Excerpts from point annotation data
START

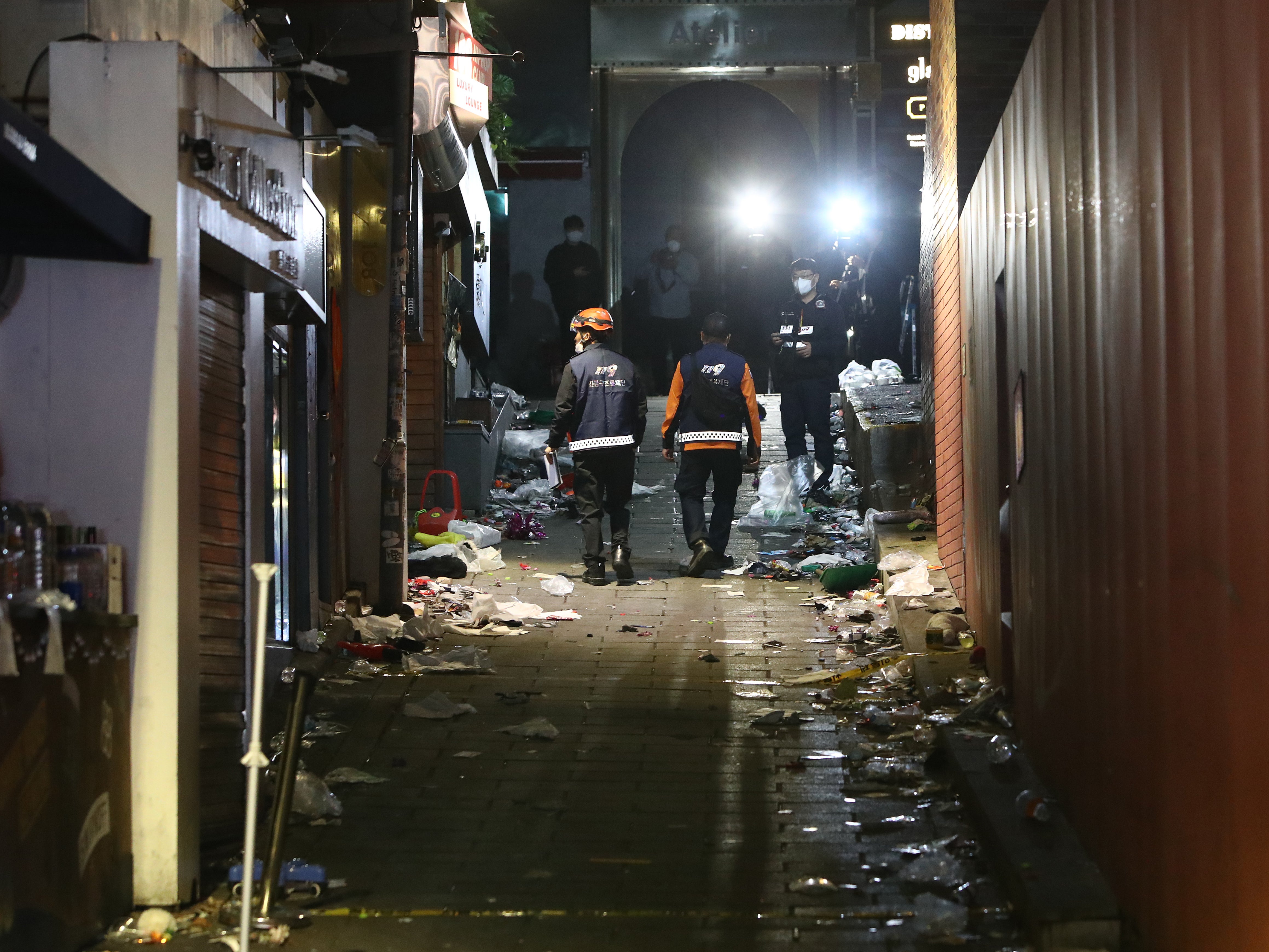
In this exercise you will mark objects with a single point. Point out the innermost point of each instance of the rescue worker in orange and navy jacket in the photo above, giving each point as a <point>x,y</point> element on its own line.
<point>602,410</point>
<point>712,398</point>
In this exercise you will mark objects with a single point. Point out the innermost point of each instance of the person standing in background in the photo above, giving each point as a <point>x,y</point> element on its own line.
<point>809,348</point>
<point>672,276</point>
<point>575,277</point>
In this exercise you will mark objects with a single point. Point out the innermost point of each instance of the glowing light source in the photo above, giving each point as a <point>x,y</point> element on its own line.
<point>754,212</point>
<point>847,215</point>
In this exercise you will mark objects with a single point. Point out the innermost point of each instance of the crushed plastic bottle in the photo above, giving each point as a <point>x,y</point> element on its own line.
<point>1001,750</point>
<point>1033,805</point>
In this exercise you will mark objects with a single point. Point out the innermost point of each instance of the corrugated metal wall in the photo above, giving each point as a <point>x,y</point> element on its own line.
<point>1123,202</point>
<point>941,293</point>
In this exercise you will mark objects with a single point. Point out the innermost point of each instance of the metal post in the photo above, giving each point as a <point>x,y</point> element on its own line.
<point>393,489</point>
<point>301,692</point>
<point>254,761</point>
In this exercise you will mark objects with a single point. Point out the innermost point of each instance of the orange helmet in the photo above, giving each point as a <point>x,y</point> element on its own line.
<point>593,318</point>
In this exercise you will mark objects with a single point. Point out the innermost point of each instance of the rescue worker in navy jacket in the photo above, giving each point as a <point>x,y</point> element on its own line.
<point>809,351</point>
<point>712,397</point>
<point>602,408</point>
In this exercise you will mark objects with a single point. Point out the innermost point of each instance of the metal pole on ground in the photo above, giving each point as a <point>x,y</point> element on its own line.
<point>254,761</point>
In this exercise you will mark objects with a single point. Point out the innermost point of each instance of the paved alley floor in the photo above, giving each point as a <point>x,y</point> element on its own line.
<point>658,817</point>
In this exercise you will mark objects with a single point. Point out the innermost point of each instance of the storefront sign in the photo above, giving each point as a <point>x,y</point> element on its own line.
<point>810,33</point>
<point>242,176</point>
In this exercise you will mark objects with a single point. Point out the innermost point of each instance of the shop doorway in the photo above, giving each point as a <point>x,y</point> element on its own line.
<point>737,169</point>
<point>221,562</point>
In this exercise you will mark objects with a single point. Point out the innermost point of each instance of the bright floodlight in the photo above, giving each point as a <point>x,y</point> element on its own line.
<point>754,212</point>
<point>847,215</point>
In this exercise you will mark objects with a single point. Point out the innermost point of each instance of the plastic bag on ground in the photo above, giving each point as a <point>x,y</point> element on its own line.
<point>377,630</point>
<point>888,371</point>
<point>537,728</point>
<point>483,607</point>
<point>351,775</point>
<point>558,586</point>
<point>900,560</point>
<point>520,445</point>
<point>482,536</point>
<point>534,489</point>
<point>938,917</point>
<point>780,496</point>
<point>436,708</point>
<point>914,582</point>
<point>460,659</point>
<point>313,798</point>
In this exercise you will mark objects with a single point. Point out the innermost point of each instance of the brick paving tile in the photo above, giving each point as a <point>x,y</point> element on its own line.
<point>658,818</point>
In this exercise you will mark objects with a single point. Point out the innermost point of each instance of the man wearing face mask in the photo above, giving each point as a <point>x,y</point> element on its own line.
<point>602,410</point>
<point>575,277</point>
<point>809,351</point>
<point>672,275</point>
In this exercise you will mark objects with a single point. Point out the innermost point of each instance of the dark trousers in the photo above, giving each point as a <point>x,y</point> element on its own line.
<point>696,466</point>
<point>805,407</point>
<point>602,482</point>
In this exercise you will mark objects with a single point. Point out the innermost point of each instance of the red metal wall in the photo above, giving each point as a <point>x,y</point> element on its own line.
<point>1123,198</point>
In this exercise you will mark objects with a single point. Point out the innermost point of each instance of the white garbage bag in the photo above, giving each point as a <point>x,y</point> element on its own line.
<point>558,586</point>
<point>914,582</point>
<point>780,494</point>
<point>482,536</point>
<point>520,445</point>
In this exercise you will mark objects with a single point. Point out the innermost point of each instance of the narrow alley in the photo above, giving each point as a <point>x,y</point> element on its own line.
<point>658,815</point>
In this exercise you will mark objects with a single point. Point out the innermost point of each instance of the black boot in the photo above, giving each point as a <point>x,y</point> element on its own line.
<point>702,559</point>
<point>622,563</point>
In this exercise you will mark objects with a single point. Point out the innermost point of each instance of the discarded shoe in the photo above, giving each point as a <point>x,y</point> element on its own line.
<point>622,563</point>
<point>702,559</point>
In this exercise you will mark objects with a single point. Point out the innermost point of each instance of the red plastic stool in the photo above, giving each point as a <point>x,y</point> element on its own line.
<point>436,521</point>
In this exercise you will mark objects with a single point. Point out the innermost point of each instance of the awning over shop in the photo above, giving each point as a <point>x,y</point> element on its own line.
<point>54,206</point>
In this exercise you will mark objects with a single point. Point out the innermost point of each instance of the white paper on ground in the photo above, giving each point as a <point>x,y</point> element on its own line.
<point>537,728</point>
<point>436,708</point>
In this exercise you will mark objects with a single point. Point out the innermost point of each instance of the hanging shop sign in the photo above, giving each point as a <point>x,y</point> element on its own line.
<point>808,33</point>
<point>242,176</point>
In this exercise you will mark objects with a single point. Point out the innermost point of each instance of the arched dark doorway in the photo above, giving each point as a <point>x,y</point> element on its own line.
<point>737,169</point>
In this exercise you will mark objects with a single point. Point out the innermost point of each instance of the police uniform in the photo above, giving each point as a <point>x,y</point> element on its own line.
<point>602,408</point>
<point>806,383</point>
<point>711,446</point>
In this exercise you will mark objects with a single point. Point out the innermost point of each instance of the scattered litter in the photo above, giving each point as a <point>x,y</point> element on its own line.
<point>436,708</point>
<point>776,715</point>
<point>537,728</point>
<point>753,694</point>
<point>351,775</point>
<point>460,659</point>
<point>558,586</point>
<point>313,798</point>
<point>914,582</point>
<point>934,867</point>
<point>814,887</point>
<point>940,917</point>
<point>514,697</point>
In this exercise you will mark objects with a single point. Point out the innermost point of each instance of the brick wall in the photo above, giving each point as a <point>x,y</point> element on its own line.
<point>941,293</point>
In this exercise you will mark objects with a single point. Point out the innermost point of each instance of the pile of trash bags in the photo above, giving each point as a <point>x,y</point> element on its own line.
<point>884,371</point>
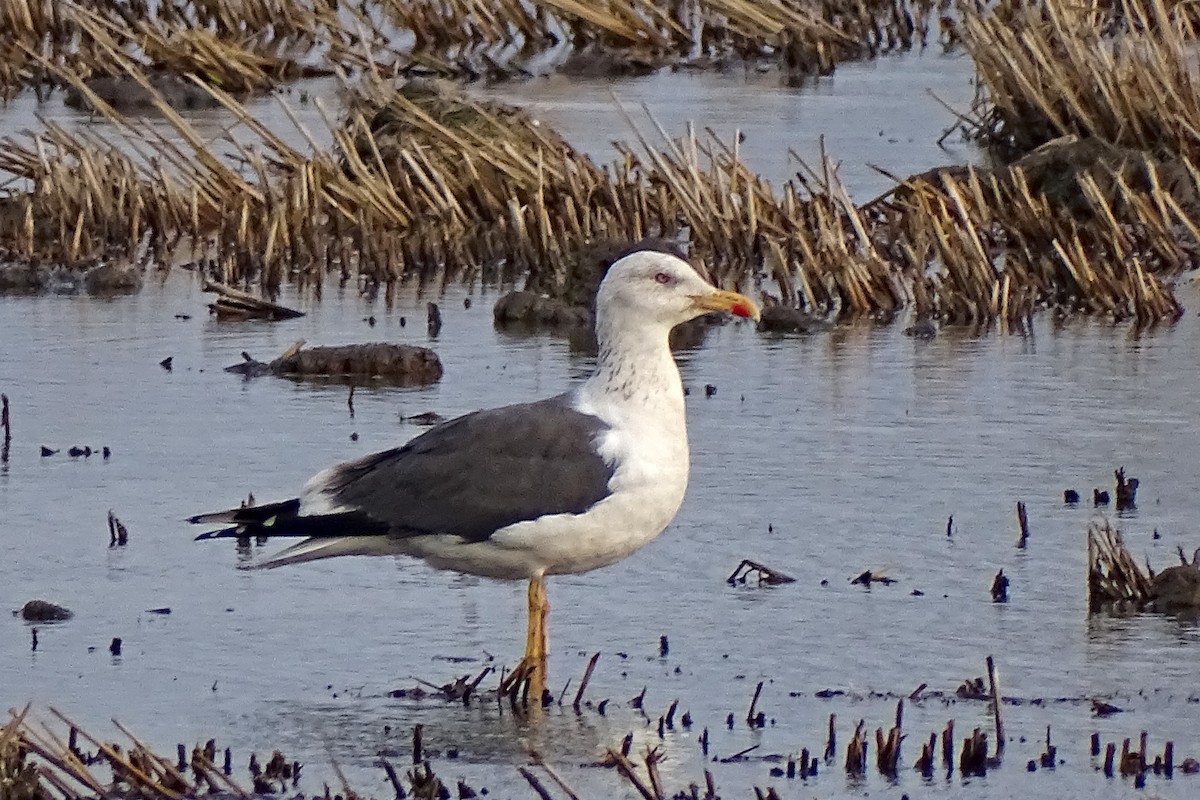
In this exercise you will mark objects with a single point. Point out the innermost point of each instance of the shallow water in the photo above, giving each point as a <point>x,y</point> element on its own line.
<point>821,456</point>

END

### The request:
Can you render every line of the rows above as a JSON list of strings, one string per line, with blank lines skipped and the pictures left out?

### Task answer:
[
  "In this exercise you will mark objects with a single point. Point out the innermost point of each instance of the rescue worker in orange and navy jacket in the photo above, giving each point as a <point>x,y</point> element on its own line.",
  "<point>602,410</point>",
  "<point>712,398</point>",
  "In this exercise you will mark objects with a single point. Point out the innermost point of each instance of the person standing in background in the photo above, giving each point as a <point>x,y</point> element on its own line.",
  "<point>809,348</point>",
  "<point>672,276</point>",
  "<point>575,277</point>",
  "In this exercise you will mark objects with a single point. Point out the innermost point of each instance of the glowing light source in the photo above, giving each point as a <point>x,y</point> element on its own line.",
  "<point>754,212</point>",
  "<point>847,215</point>",
  "In this exercise you will mark objects with a single point. Point out the innermost point of each instance of the crushed plastic bottle in the photo above, giving each point as a <point>x,y</point> element on its own line.",
  "<point>1001,750</point>",
  "<point>1033,805</point>",
  "In this exercise you will mark objects with a single point. Point out the innermost point of each instance of the corrugated metal wall in the photo above, giving each point as a <point>x,y</point> element on its own line.",
  "<point>1123,202</point>",
  "<point>941,293</point>",
  "In this exercise you will mark objects with a single point. Point out the innermost point of each instance of the metal post in the photo above, giving each point as a <point>x,y</point> element on its own line.",
  "<point>393,489</point>",
  "<point>301,692</point>",
  "<point>254,761</point>",
  "In this exercise you will mark objects with a single point. Point out the innermost point of each instance of the orange helmet in the photo above, giving each point as a <point>x,y</point> element on its own line.",
  "<point>593,318</point>",
  "In this exercise you will mark objects with a single point. Point out the innermost point of each instance of the rescue worker in navy jacket in the photo above, giving each point as a <point>x,y</point> element on its own line.",
  "<point>809,351</point>",
  "<point>712,397</point>",
  "<point>602,408</point>",
  "In this exercise you will mark objects with a single point. Point out the innermost point of each instance of the metal pole on ground in the photo above, giving each point as a <point>x,y</point> element on its own line.",
  "<point>254,761</point>",
  "In this exercise you will mark objects with a single point. Point out the innermost point of each instance of the paved alley floor in the photo above, giving each point as a <point>x,y</point> element on its own line.",
  "<point>658,817</point>",
  "In this exercise you will mark objects with a single point. Point out the innermost point of each instance of the storefront sign in the photo above, giving each point as a <point>x,y</point> element on its own line.",
  "<point>810,33</point>",
  "<point>242,176</point>",
  "In this exercise you will mark objects with a single point. Point out the innermost point of each instance of the shop doorway in the photo above, giving each point as a <point>x,y</point> element on its own line.",
  "<point>737,169</point>",
  "<point>221,562</point>",
  "In this exercise you will mark objects with a single point. Point out the innermost point of each instance of the bright floodlight in the photo above, giving each point as a <point>x,y</point> element on its own line.",
  "<point>754,212</point>",
  "<point>847,215</point>",
  "In this exercise you will mark objects with a single point. Point out the innermost point of each instance of the plastic bag on ground in the photo above, giving each point as a <point>x,y</point> element on its own line.",
  "<point>377,630</point>",
  "<point>888,371</point>",
  "<point>537,728</point>",
  "<point>483,607</point>",
  "<point>351,775</point>",
  "<point>558,586</point>",
  "<point>900,560</point>",
  "<point>520,445</point>",
  "<point>482,536</point>",
  "<point>534,489</point>",
  "<point>938,917</point>",
  "<point>780,496</point>",
  "<point>436,708</point>",
  "<point>914,582</point>",
  "<point>460,659</point>",
  "<point>313,798</point>",
  "In this exercise you will mark objects with a single point. Point out the innermost point of each instance of the brick paving tile in the photo above, giving each point as a <point>x,y</point> element on its own line.",
  "<point>658,818</point>",
  "In this exercise you will mark objects with a single point. Point out the innermost point of each instance of the man wearing face mask in the photo above, giving each point as a <point>x,y</point> element on its own line.",
  "<point>602,410</point>",
  "<point>575,277</point>",
  "<point>809,351</point>",
  "<point>672,275</point>",
  "In this exercise you will mark objects with a single point. Point out the innermost point of each instance of the dark trousers in the photo above, giving each point as a <point>x,y</point> element on its own line.",
  "<point>696,466</point>",
  "<point>805,407</point>",
  "<point>602,482</point>",
  "In this exercise you will mark objects with a single point. Point out the innermost point of each instance of the red metal wall in the photo above, giving each point as a <point>x,y</point> element on its own line.",
  "<point>1123,198</point>",
  "In this exercise you will mark objects with a single point. Point out the innermost point of each instance of the white garbage bag in the photo above, giving each point as a <point>x,y</point> element on its own line.",
  "<point>558,586</point>",
  "<point>914,582</point>",
  "<point>780,494</point>",
  "<point>482,536</point>",
  "<point>520,445</point>",
  "In this exercise you will mark objects with a single point. Point out the innermost point of each instance of the narrow alley in the photo above, giving each point as a <point>x,y</point> element on its own line.",
  "<point>658,815</point>",
  "In this exercise you will mark objects with a single point. Point out the innermost point of each instance of the black boot in the photo above, giving each point as a <point>x,y</point> element on its own line.",
  "<point>702,559</point>",
  "<point>622,563</point>",
  "In this exercise you will mark objects with a single point. Point out the innermost point of each instance of the discarded shoe in the photo above, giving each point as a <point>x,y</point> element on its own line.",
  "<point>622,563</point>",
  "<point>702,559</point>",
  "In this exercise you will mark objects with a single point. Point out the innermost point of each instance of the red plastic stool in the photo above, giving each point as a <point>x,y</point> element on its own line.",
  "<point>436,521</point>",
  "In this exercise you will mark objects with a single point. Point out the innermost point of each instance of the awning over shop in the photo above, giving each point as a <point>x,y</point> element on its own line.",
  "<point>54,206</point>",
  "In this exercise you will mark objects with a single point. Point out the innermost point of each instance of the white paper on ground in the photo above, giving each point as a <point>x,y</point> element on its own line.",
  "<point>537,728</point>",
  "<point>436,708</point>",
  "In this exercise you will mark objects with a single point. Point out the innermost point of each instance of the hanging shop sign in the photo above, giving each point as a <point>x,y</point> element on its own line.",
  "<point>808,33</point>",
  "<point>242,176</point>",
  "In this exercise you will mark objects with a single point. Point out the innermost point of each instance of the arched dark doorway in the photo above, giving each point as a <point>x,y</point> element on its own line.",
  "<point>737,169</point>",
  "In this exercise you will mark objects with a single point. Point out the innermost point of each instance of the police uniform in the photo above, giving each point as a <point>x,y</point> element on its own line.",
  "<point>602,408</point>",
  "<point>806,383</point>",
  "<point>711,446</point>",
  "In this exercise you will mark objects with a single point. Point out the innermost point of each instance of the scattered litter in the photo above, giving each point as a <point>x,y</point> element on its own line.",
  "<point>436,708</point>",
  "<point>776,715</point>",
  "<point>537,728</point>",
  "<point>753,694</point>",
  "<point>351,775</point>",
  "<point>460,659</point>",
  "<point>558,586</point>",
  "<point>313,798</point>",
  "<point>914,582</point>",
  "<point>934,867</point>",
  "<point>814,887</point>",
  "<point>940,917</point>",
  "<point>514,697</point>",
  "In this exercise you will mark objects with a single point. Point out the innermost point of each instance of the brick wall in the photo above, giving each point as a <point>x,y</point> element on its own line.",
  "<point>941,293</point>",
  "In this exercise you will mark objects with a single point. Point out the innermost point of each instance of the pile of trash bags in the photo above, giving each point as a <point>x,y</point> element on its own line.",
  "<point>884,371</point>",
  "In this exercise you will mark objects with a single point. Point out the innermost point of each instance of the shallow water in the photo above, giving each point as a <point>x,y</point> element on its own line.",
  "<point>821,456</point>"
]